▶ **RECORD EXCERPTS**
/---

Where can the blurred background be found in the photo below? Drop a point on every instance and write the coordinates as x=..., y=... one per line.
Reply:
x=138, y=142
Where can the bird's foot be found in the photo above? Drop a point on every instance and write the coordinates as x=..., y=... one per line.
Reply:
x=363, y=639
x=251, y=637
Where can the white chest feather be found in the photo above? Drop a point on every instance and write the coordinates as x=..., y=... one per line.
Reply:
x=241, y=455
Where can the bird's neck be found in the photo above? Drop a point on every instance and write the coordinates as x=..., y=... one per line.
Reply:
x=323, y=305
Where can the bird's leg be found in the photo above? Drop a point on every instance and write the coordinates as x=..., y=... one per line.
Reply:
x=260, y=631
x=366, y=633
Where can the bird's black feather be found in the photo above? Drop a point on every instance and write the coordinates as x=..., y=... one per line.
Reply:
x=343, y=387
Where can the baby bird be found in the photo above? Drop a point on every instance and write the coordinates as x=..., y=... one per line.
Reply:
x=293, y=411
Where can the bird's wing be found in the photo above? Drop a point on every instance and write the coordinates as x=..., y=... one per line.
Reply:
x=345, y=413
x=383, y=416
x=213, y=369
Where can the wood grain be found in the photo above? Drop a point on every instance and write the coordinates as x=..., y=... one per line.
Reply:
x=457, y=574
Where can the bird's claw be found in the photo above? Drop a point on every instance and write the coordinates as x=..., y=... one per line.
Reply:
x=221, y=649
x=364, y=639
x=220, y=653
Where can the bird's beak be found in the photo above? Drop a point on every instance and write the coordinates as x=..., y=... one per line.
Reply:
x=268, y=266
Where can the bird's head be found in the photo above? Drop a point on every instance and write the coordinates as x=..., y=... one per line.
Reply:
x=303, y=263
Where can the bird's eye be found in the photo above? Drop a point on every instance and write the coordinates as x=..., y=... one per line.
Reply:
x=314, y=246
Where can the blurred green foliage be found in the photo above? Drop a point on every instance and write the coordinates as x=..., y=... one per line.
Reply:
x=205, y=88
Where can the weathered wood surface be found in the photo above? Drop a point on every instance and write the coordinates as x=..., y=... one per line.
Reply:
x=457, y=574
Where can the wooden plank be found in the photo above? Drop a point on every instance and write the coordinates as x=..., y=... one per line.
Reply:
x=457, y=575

\---
/---

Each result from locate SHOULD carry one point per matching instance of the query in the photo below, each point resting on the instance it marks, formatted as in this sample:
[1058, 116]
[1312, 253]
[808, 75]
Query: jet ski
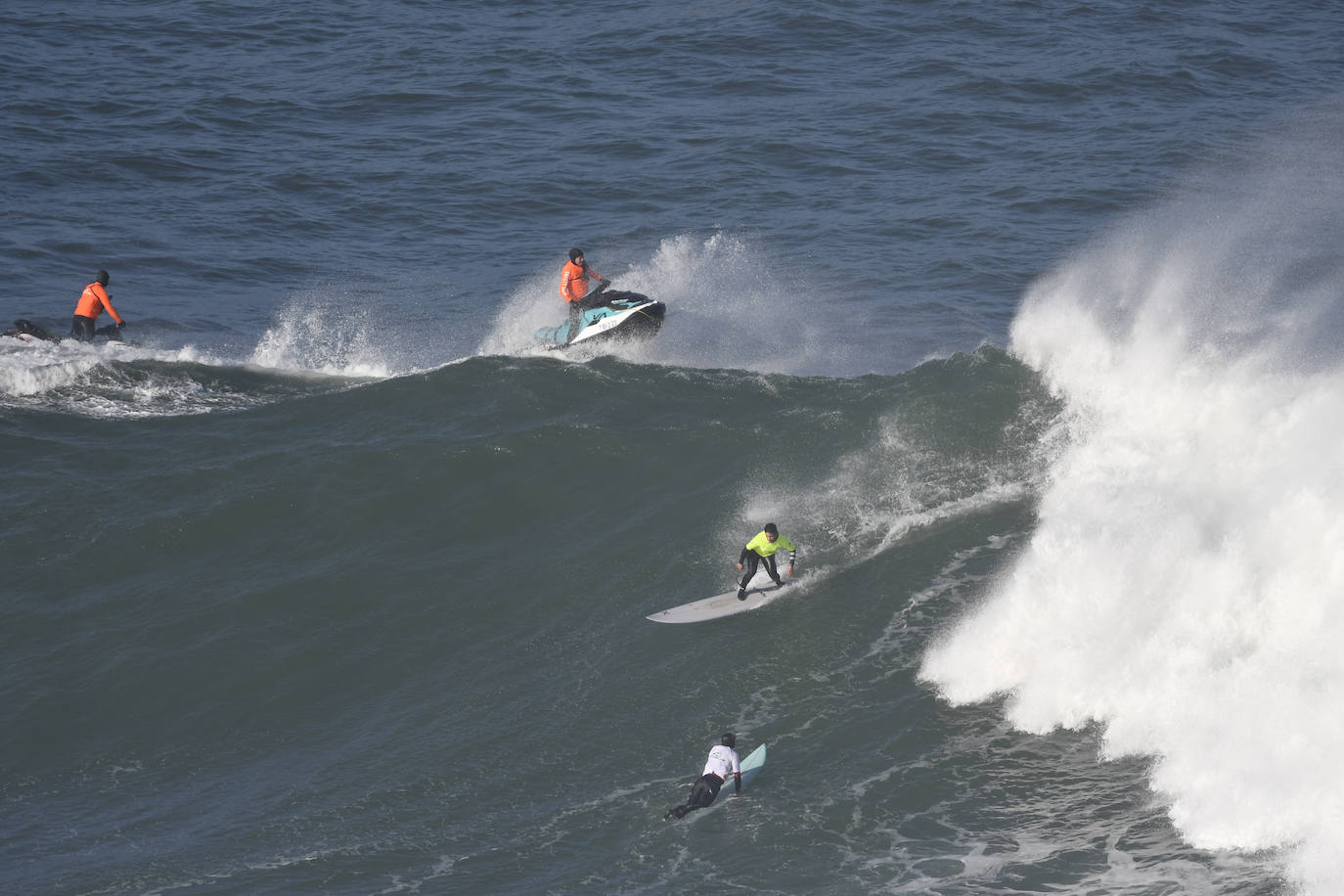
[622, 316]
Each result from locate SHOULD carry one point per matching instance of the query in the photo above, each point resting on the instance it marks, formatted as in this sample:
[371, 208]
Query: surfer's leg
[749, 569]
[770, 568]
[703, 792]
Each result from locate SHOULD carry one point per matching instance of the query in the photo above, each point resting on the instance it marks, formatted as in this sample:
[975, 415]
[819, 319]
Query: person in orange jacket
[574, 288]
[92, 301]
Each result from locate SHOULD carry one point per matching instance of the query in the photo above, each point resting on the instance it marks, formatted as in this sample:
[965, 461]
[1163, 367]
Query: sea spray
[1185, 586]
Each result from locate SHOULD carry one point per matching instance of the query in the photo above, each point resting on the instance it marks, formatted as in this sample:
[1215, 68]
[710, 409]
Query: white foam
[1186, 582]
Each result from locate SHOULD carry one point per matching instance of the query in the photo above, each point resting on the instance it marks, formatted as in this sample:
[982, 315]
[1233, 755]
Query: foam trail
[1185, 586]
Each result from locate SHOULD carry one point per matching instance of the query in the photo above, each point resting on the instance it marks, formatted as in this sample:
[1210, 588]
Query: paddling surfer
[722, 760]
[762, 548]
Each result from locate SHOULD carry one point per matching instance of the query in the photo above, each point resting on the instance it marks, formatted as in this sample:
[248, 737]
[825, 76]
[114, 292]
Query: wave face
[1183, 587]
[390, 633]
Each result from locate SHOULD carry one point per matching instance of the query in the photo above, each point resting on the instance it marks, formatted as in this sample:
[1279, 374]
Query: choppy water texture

\---

▶ **PROBLEM DESCRIPTION**
Lay out the stretch from the line containing "Where can the blurred background" through the line containing "x=268, y=266" as a Markdown table with the columns Row and Line. Give each line a row number and leave out any blank lines.

▶ **OUTPUT FOR THIS TASK**
| Row | Line |
|---|---|
| 1 | Where can the blurred background be found in the photo below? Drop a point on every instance and write the coordinates as x=..., y=... one per line. |
| 2 | Reply: |
| 3 | x=138, y=142 |
| 4 | Where can the bird's foot be found in the photo above? Drop a point on every instance and write the coordinates as x=..., y=... one per line. |
| 5 | Reply: |
| 6 | x=363, y=639 |
| 7 | x=251, y=637 |
| 8 | Where can the white chest feather be found in the photo above? Drop a point on every instance and write the coordinates as x=..., y=... one per line. |
| 9 | Reply: |
| 10 | x=241, y=455 |
| 11 | Where can the bird's neck be found in the photo above? Drop a point on every instance and write the coordinates as x=..., y=... one per line. |
| 12 | Reply: |
| 13 | x=323, y=305 |
| 14 | Where can the bird's leg be found in the photo above? Drop a point on every instance and write the coordinates as x=..., y=... one per line. |
| 15 | Reply: |
| 16 | x=260, y=631 |
| 17 | x=366, y=633 |
| 18 | Where can the bird's black feather be found in the photo above? Drop a point on every instance and write the coordinates as x=..., y=... one per line. |
| 19 | Reply: |
| 20 | x=343, y=387 |
| 21 | Where can the baby bird be found in the photo above? Drop a point on every instance and write the coordinates as x=..., y=... one per line. |
| 22 | Reply: |
| 23 | x=293, y=411 |
| 24 | Where can the bird's wing be found in the photo above? Drop a point on every instance and write the coordinates as x=..., y=... one per line. |
| 25 | Reply: |
| 26 | x=345, y=413 |
| 27 | x=383, y=416 |
| 28 | x=213, y=369 |
| 29 | Where can the wood grain be found in the photo above? Drop a point on every instance and write the coordinates as x=..., y=... one per line. |
| 30 | Reply: |
| 31 | x=457, y=574 |
| 32 | Where can the bird's claw be found in the photo above? Drop a point on every instance and write the coordinates as x=..., y=... one per line. |
| 33 | Reply: |
| 34 | x=221, y=649 |
| 35 | x=364, y=639 |
| 36 | x=220, y=653 |
| 37 | Where can the bird's beak be found in the photo above? Drop a point on every instance and write the coordinates as x=..., y=... one per line. |
| 38 | Reply: |
| 39 | x=268, y=266 |